━━━ DATA SUPPLIED ━━━
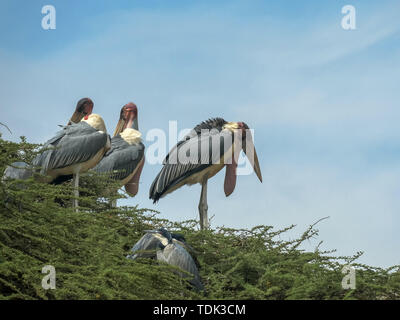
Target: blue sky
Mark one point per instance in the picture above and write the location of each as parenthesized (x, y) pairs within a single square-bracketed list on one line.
[(324, 102)]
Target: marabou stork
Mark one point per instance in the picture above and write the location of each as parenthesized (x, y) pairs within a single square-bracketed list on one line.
[(210, 146), (170, 248), (75, 149), (23, 171), (124, 161)]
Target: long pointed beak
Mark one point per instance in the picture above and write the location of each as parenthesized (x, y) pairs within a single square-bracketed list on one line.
[(250, 151), (120, 127)]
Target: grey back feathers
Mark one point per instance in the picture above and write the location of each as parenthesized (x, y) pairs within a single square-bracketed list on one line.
[(18, 171), (121, 160), (76, 143), (157, 246), (208, 146)]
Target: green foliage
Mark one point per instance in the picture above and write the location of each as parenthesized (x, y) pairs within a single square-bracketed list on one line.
━━━
PROBLEM TO WORK ON |
Copy the lines word for word, starting at the beginning of the rows and ending with the line that contains "[(210, 146), (170, 248), (75, 149), (23, 171), (124, 161)]", and leave the pictures out of your copy.

TASK ANSWER |
Target: blue sky
Mark one point per instance in the picture above and write the location of each as parenthesized (x, y) pairs within a single square-bracketed list on one line.
[(324, 102)]
Target: marabou stork
Mark one point per instance in the picture above and write the location of each as parenthesized (x, y) pairs within a single square-bracketed list on one line.
[(210, 146), (170, 248), (75, 149), (23, 171), (124, 161)]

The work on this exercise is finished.